→ **Items**:
## begin
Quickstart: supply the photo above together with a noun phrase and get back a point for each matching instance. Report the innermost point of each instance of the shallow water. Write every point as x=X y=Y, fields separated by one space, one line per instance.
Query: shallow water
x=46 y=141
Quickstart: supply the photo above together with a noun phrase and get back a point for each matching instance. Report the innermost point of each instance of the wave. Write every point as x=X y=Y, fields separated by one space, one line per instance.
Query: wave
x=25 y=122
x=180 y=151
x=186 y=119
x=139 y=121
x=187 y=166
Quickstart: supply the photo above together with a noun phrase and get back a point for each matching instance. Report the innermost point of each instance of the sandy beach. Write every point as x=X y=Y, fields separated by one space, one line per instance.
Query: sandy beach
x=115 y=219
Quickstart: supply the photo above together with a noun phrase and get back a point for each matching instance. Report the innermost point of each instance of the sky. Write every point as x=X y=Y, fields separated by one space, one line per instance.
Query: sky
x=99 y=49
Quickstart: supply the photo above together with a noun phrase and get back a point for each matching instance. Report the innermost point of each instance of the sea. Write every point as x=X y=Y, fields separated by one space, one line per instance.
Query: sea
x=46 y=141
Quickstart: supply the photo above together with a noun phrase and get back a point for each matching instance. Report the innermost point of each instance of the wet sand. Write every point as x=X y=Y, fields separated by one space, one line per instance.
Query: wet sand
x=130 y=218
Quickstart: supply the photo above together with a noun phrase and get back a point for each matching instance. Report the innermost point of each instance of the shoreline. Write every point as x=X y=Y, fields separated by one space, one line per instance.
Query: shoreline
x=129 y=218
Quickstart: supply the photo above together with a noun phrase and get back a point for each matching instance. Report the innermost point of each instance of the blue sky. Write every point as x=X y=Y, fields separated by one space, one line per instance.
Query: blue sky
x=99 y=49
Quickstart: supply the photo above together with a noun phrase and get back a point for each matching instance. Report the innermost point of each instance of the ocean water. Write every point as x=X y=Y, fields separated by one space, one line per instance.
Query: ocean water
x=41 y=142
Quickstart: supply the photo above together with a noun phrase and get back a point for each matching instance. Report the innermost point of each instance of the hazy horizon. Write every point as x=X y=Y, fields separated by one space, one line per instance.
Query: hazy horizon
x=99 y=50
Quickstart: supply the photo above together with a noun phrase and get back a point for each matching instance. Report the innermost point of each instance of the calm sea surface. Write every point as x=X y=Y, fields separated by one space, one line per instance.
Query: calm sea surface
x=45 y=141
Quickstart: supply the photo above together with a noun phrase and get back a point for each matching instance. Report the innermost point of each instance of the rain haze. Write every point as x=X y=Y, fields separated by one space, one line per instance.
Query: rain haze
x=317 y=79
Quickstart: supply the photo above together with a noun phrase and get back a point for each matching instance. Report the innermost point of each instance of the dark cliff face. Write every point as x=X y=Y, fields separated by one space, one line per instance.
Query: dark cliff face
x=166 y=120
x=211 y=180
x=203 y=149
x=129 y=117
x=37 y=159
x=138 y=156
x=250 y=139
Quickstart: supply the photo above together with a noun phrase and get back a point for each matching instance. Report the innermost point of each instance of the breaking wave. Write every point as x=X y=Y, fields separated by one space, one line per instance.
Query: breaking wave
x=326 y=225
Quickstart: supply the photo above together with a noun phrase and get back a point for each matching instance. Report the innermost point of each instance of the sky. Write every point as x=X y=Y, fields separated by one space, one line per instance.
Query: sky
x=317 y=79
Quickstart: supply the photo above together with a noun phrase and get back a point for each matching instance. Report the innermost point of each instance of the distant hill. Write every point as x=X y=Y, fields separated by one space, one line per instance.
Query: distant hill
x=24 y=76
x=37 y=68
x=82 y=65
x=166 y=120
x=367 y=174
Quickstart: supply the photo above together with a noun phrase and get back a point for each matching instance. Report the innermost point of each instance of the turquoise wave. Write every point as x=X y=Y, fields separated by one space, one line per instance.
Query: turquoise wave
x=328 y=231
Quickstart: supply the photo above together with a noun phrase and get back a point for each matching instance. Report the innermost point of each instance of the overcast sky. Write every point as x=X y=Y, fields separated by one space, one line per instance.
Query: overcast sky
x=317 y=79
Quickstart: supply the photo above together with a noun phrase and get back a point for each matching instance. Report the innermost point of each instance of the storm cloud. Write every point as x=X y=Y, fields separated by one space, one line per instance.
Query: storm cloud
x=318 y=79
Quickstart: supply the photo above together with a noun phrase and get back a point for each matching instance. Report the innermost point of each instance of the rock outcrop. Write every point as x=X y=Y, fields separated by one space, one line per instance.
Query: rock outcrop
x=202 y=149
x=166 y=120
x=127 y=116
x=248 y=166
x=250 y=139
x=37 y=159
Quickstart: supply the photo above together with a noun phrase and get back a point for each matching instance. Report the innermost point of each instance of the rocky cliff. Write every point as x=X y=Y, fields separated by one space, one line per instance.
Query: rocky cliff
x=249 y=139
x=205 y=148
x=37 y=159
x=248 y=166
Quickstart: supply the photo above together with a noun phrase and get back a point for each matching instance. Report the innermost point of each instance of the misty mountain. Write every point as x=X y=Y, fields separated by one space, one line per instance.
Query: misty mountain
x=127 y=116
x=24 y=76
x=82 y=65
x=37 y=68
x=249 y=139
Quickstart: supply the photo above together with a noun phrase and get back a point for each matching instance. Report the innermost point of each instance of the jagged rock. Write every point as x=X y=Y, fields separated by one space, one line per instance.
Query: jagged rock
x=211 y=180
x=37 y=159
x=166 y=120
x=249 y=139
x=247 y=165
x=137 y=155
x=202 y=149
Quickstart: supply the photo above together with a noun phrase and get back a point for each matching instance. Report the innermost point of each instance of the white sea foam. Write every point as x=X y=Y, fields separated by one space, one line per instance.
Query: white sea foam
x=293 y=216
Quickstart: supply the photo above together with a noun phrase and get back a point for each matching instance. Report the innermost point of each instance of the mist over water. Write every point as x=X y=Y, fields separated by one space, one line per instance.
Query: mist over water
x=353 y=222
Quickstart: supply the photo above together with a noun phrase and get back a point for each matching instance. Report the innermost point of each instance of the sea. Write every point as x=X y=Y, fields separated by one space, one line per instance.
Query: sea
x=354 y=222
## end
→ **What is being asked**: Edit every one of the records above, replacing each occurrence of "innermost" with "most central" and leaving all other text unchanged.

→ **Response**:
Quickstart: supply the photo above together with a noun phrase and get back a point for each matching instance. Report the most central point of each instance of the shallow water. Write every point as x=X y=Y, fields separated by one space, one line per instance.
Query: shallow water
x=46 y=141
Quickstart: supply the photo above together with a noun phrase and get back a point for each matching instance. Report the most central point of each instance of the wave. Write every point as x=X y=Y, fields separated by one space, one line per instance.
Query: wave
x=25 y=122
x=180 y=151
x=186 y=119
x=139 y=121
x=187 y=166
Quickstart: supply the photo above together with a noun phrase and get back a point for each matching instance. Report the most central point of each instance of the sandy beach. Write every point as x=X y=Y, fields separated by one space, one line per instance.
Query: sandy beach
x=115 y=219
Quickstart: supply the photo above together with a noun phrase and get back a point for each matching instance. Report the most central point of each instance of the sky. Write every point as x=X y=Y, fields separated by one space, one line per instance.
Query: sky
x=99 y=49
Quickstart: supply the photo above together with a noun phrase and get back a point for each matching instance. Report the most central point of each instance of the sea. Write every point as x=X y=Y, fields separated by one space, one line per instance.
Query: sea
x=46 y=141
Quickstart: supply the photo above together with a noun phrase and get back a point for each matching instance. Report the most central point of each instance of the wet sand. Write every point as x=X y=Y, fields separated by one space, one line per instance.
Query: wet sand
x=130 y=218
Quickstart: supply the photo above together with a noun phrase and get back a point for each matching instance. Report the most central point of each instance of the shoreline. Write every point as x=X y=Y, fields separated by one space, one line per instance.
Query: shoreline
x=129 y=218
Quickstart: supply the photo above together with a noun phrase and get back a point for each matching instance. Report the most central point of each instance of the blue sky. Write every point as x=X y=Y, fields separated by one space, one line per instance.
Query: blue sky
x=99 y=49
Quickstart: supply the photo above together with a noun phrase and get back a point for each matching instance. Report the most central point of each instance of the ocean water. Write every point as x=X y=Y, fields separated by one space, one line per instance.
Query: ocean water
x=41 y=142
Quickstart: supply the photo above together with a noun phrase and get back a point for each matching instance. Report the most central point of each instance of the hazy horizon. Write every point as x=X y=Y, fields separated by one space, one line per instance.
Query: hazy horizon
x=99 y=50
Quickstart: supply the photo above together with a noun phrase and get back a point for each matching instance. Report the most central point of each instance of the calm sea surface. Write every point as x=X y=Y, fields separated by one space, one line per instance.
Query: calm sea surface
x=45 y=141
Quickstart: supply the photo above together with a noun phrase and get back a point for each matching instance. Report the most central point of each instance of the rain haze. Write every point as x=X y=Y, fields separated by one space, one line per instance.
Query: rain haze
x=317 y=79
Quickstart: supply the photo above together with a noun phrase and get back a point for each matching instance. Report the most central point of each instance of the dark cliff face. Write every point as x=X y=Y, fields separated by one space, one line per instance.
Query: dark cliff face
x=166 y=120
x=211 y=180
x=203 y=149
x=129 y=117
x=37 y=159
x=138 y=156
x=250 y=139
Quickstart: supply the photo above together with a noun phrase and get back a point for each matching instance. Report the most central point of each instance of the breaking wave. Write every point as x=X y=Y, fields separated by one space, one line per instance.
Query: breaking wave
x=326 y=225
Quickstart: supply the photo above together with a noun phrase and get back a point for each matching instance. Report the most central point of each instance of the sky. Write every point as x=X y=Y, fields separated by one space, one line per instance.
Query: sky
x=317 y=79
Quickstart: supply the photo above together with a noun phrase and get back a point for each matching instance. Report the most central point of each instance of the distant hill. Write every point as x=X y=Y, fields separated by one space, one line per instance.
Query: distant hill
x=24 y=76
x=37 y=68
x=82 y=65
x=166 y=120
x=367 y=174
Quickstart: supply the photo above together with a noun phrase and get back a point for each matching instance. Report the most central point of each instance of the turquoise wave. Write every point as x=X y=Y, fields separated by one space, one line per instance.
Query: turquoise wave
x=328 y=231
Quickstart: supply the photo above together with a noun phrase and get back a point for each matching instance. Report the most central point of each instance of the overcast sky. Write every point as x=X y=Y, fields separated by one space, one line per instance.
Query: overcast sky
x=317 y=79
Quickstart: supply the photo above together with a noun phrase and get back a point for each matching instance. Report the most central point of each instance of the storm cloud. Write every point as x=X y=Y, fields separated by one space, one line per instance.
Query: storm cloud
x=318 y=79
Quickstart: supply the photo above together with a noun phrase and get back a point for each matching instance. Report the most central point of each instance of the rock outcrop. Write every point as x=X y=Y, fields separated by one space, one line per instance.
Query: rock outcrop
x=202 y=149
x=166 y=120
x=127 y=116
x=248 y=166
x=250 y=139
x=37 y=159
Quickstart: supply the photo above together with a noun phrase and get back a point for each matching instance. Report the most central point of each instance of the rocky cliff. Write every point as x=X y=Y, fields separated by one space, one line per instance.
Query: rocky cliff
x=249 y=139
x=205 y=148
x=37 y=159
x=248 y=166
Quickstart: supply the photo above together with a noun phrase and get back a point for each matching instance. Report the most central point of each instance of the misty mountain. Write every point as x=X y=Y, fields separated by one space, one line per instance.
Query: misty mountain
x=127 y=116
x=24 y=76
x=82 y=65
x=37 y=68
x=249 y=139
Quickstart: supply the photo above together with a noun phrase and get back a point for each matching instance. Report the most central point of each instance of the jagged rock. Write every point as x=X y=Y, fields separated by one space, one line per instance.
Query: jagged rock
x=211 y=180
x=37 y=159
x=166 y=120
x=249 y=139
x=247 y=165
x=137 y=155
x=202 y=149
Quickstart: supply the photo above together with a noun phrase and get back a point for each matching instance. Report the most central point of each instance of the white sea foam. Write every point as x=X y=Y, fields separated by one space, one line per instance.
Query: white sea foam
x=293 y=216
Quickstart: supply the photo above together with a noun phrase and get back a point for each matching instance. Report the most central point of each instance of the mist over water. Write every point as x=X y=Y, fields separated by one space, one line per instance.
Query: mist over water
x=353 y=222
Quickstart: supply the photo above together with a noun phrase and get back a point for each matching instance. Report the most central point of each instance of the sea. Write every point as x=X y=Y, fields separated by one space, one line per instance.
Query: sea
x=354 y=222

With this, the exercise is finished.